Supplied text:
Tackling stress in homeworkers


Stats tell us that there are more people now working from home than at any time in history 1. They also show that stress and mental health-related illness is the main cause of long-term sickness 2.

We know that employers are starting to address the challenge of stress-related illness, but are they doing this with workers from home as well as those in the office? Many office-based workers may imagine that their home-based colleagues have it easy, but do homeworkers suffer from as much stress as office-based workers? And if so, what are the main causes?

Are home-bound workers more stressed than their office counterparts?

The sociologist’s theories are backed up with statistics. Sarah Damaske and her fellow Penn State University researchers have found that going to work can reduce people’s stress levels, especially women’s. She says that home-bound women never actually leave their office.

Rensselaer Polytechnic Institute’s earlier research corroborates these findings in a survey of 3,000 homeworkers.

The New York centre finds that such employees find it challenging to blot out families in their background and frequently causes the escalation of domestic arguments. It concludes that homeworkers often go to bed at night more exhausted than had they made the long commute into the office.

Why are homeworkers more stressed?

Time management: In an office you can concentrate solely on the job in hand. At home, employees can find themselves unavoidably caught up juggling their domestic and work chores, childcare activities and unforeseen events. (One freelance journalist had his kitchen ceiling cave in during his first few weeks on the job). Such juggling can push their final finishing time even further and further back.

To-do list:
- a) According to the article on stress in homeworkers, how many homeworkers were included in the Rensselaer Polytechnic Institute survey?
- b) Please continue the article on stress in homeworkers, starting after its final sentence.

Items from a dataset:
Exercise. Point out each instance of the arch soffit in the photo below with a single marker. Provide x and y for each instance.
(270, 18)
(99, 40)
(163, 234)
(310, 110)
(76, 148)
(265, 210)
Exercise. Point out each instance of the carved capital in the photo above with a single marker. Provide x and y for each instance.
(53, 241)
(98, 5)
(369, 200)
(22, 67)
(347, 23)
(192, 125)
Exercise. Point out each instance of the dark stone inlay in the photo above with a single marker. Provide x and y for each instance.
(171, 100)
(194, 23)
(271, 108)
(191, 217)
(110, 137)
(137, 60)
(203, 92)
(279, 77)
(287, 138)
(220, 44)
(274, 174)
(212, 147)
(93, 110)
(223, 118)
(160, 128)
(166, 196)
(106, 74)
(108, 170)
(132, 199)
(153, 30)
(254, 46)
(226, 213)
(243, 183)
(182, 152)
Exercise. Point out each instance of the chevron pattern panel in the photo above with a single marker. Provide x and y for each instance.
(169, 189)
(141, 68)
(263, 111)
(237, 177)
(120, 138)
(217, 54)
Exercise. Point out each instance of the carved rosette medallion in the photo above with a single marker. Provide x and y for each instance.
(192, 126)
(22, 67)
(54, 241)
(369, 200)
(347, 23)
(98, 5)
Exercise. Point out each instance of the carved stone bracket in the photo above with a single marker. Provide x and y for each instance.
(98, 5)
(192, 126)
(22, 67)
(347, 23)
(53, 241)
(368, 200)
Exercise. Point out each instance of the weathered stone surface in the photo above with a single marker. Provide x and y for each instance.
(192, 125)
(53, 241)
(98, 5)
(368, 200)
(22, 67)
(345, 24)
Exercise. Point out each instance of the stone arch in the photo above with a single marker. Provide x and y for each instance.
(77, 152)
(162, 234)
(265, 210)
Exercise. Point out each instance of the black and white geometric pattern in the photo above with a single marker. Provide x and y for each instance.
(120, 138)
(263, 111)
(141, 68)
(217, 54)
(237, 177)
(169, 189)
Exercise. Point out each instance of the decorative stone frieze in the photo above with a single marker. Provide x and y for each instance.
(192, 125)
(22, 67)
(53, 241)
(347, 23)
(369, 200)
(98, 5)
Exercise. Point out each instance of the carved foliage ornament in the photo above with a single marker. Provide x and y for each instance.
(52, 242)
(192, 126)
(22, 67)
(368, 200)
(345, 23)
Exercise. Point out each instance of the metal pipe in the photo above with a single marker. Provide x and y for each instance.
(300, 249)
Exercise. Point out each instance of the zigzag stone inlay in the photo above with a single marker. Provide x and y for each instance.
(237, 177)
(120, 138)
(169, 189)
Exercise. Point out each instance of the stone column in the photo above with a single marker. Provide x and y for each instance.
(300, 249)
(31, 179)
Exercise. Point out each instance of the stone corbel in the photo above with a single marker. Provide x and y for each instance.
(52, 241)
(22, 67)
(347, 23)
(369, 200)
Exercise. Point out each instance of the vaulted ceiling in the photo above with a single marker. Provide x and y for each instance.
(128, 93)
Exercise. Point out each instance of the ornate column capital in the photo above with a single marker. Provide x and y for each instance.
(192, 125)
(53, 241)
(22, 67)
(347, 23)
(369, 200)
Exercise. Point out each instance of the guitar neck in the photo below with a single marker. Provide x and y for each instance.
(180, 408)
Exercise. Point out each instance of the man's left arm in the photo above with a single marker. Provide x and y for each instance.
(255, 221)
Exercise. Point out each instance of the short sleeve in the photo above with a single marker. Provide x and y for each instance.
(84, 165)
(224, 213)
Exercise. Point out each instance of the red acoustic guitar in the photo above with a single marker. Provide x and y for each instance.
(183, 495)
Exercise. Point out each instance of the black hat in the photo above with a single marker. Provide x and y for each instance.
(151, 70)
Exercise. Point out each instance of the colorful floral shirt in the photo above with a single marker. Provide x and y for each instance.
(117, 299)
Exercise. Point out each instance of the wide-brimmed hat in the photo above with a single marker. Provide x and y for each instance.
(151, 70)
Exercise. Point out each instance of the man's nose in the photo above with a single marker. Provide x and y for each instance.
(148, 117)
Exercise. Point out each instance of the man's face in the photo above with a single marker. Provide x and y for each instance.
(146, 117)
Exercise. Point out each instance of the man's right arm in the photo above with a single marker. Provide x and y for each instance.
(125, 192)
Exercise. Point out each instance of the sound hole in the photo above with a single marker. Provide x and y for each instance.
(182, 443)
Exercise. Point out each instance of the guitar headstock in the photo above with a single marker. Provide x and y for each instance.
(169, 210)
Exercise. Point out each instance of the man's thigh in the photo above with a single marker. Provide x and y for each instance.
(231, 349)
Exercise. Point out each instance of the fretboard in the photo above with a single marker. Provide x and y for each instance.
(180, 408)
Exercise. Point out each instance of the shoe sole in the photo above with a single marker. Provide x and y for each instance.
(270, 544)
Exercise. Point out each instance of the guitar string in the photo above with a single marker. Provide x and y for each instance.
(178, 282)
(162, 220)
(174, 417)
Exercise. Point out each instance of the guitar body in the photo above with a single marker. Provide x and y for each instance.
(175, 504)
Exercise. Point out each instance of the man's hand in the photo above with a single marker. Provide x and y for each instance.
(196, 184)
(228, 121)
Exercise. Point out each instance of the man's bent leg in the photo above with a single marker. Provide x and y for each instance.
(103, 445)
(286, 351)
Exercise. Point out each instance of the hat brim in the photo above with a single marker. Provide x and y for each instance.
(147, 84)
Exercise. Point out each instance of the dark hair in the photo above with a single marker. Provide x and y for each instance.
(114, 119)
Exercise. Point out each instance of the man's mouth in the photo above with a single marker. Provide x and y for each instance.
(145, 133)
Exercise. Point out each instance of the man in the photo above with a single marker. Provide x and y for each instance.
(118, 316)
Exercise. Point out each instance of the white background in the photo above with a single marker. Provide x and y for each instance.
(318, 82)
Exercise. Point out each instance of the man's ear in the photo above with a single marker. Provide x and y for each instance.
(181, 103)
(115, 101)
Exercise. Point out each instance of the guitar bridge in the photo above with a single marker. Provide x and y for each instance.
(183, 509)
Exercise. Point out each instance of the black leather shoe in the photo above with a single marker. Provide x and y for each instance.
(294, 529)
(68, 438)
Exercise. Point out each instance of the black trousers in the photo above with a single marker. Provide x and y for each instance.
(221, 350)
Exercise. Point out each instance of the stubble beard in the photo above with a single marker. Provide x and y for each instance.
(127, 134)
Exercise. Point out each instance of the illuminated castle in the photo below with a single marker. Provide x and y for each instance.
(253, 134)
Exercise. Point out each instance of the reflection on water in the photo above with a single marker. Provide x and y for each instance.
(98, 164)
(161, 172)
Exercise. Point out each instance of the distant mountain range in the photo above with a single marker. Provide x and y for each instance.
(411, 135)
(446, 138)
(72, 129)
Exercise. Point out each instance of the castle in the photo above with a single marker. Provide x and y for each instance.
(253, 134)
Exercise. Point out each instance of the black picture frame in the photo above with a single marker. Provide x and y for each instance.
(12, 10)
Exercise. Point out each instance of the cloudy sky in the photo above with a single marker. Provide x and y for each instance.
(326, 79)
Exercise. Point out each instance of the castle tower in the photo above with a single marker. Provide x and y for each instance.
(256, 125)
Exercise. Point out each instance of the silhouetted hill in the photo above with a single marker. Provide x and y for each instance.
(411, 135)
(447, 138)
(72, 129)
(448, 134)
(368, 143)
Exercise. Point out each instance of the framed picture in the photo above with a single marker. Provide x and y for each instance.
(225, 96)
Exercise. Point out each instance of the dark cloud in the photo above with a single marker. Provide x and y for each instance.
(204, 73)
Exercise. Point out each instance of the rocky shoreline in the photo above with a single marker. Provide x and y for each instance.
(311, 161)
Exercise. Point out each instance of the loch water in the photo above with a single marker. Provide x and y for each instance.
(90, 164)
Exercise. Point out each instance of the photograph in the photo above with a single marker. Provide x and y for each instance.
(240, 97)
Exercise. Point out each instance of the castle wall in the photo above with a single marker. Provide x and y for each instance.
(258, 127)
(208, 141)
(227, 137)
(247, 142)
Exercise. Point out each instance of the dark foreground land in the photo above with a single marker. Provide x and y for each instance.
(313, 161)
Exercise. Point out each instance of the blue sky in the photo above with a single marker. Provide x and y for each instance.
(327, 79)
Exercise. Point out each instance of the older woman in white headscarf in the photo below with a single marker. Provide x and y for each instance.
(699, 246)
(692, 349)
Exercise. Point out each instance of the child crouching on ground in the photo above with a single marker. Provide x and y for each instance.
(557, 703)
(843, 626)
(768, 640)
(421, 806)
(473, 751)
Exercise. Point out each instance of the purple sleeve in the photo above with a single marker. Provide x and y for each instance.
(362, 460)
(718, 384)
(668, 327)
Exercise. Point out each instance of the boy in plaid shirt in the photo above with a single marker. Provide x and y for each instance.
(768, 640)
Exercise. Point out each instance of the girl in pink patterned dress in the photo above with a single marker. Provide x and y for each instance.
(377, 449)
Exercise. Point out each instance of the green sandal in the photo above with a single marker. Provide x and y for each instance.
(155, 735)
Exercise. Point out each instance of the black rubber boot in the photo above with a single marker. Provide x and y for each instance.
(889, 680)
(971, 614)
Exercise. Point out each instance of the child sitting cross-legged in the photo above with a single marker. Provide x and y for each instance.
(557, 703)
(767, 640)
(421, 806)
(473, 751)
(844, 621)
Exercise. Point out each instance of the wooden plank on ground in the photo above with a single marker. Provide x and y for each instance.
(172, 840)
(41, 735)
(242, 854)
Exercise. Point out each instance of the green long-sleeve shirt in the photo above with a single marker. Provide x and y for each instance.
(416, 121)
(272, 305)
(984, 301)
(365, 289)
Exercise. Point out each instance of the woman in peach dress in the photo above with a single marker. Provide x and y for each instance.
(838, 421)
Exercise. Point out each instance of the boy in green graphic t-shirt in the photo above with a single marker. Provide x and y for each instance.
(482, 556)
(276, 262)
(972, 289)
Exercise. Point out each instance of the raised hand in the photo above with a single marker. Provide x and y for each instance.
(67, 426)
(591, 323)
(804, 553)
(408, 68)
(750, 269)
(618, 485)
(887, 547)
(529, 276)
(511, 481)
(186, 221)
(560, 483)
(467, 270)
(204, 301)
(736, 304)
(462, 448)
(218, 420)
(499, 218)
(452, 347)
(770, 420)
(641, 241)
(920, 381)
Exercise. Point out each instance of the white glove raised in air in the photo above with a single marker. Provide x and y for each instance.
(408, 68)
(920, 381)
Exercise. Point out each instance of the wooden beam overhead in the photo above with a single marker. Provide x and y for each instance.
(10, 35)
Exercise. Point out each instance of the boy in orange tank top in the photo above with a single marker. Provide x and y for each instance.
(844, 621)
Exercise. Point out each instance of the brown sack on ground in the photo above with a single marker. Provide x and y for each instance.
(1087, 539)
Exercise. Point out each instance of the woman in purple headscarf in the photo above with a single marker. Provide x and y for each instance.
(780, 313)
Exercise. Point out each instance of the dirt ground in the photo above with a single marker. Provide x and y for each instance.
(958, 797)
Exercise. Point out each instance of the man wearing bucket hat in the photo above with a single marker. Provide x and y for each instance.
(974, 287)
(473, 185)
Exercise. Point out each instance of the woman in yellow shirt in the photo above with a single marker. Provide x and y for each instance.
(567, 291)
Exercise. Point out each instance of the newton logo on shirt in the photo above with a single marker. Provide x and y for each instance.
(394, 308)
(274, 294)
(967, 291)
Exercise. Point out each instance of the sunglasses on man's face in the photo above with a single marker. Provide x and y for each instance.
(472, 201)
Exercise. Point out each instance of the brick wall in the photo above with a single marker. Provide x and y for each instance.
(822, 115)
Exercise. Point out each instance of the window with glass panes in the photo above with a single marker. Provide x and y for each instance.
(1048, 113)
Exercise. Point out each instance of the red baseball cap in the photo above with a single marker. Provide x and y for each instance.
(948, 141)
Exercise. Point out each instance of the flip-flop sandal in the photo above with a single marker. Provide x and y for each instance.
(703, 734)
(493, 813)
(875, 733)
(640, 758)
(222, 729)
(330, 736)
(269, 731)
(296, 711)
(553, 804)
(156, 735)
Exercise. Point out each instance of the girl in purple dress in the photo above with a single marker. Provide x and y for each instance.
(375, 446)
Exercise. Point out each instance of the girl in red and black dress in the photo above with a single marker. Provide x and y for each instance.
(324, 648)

The replies:
- a) 3,000 homeworkers.

- b)
The wrong kind of noise: In an office staff can bounce ideas off people and the general hubbub is usually a positive, creative one. Contrast that with homeworking, especially if employees don’t have a separate office detached from the rest of the home, such as in a shed or garage. Shared living room offices can be especially challenging during the summer holidays when noisy children can cause distraction havoc. These problems are multiplied if you have newborn babies or toddlers demanding 24/7 attention when you have deadlines to meet. Earphones come highly recommended.

A lack of clarity: No matter how digital devices have advanced the cause of homeworkers, nothing replaces face-to-face contact. Without human intonation, emails lose clarity and instructiveness. Such lack of day-to-day contact – with it being more difficult to keep them in the loop – can lead to feelings of alienation and a lack of clarity about their role among some homeworkers.

Feng shui: It’s lovely to come home and shut your front door on the rest of the outside world and your office. Homeworkers aren’t afforded that luxury. The work follows them around. Their laptop is always staring at them across the room, saying: “Boot me up and finish some more work.” This is even more apparent when your office is in a relaxing room, such as your lounge, or even worse, the bedroom. This makes it harder for staff to switch off, as demonstrated in the New York’s institute’s findings.

1 4.2 million – or 13.9% of the workforce – now work from home in the UK, according to the Office for National Statistics.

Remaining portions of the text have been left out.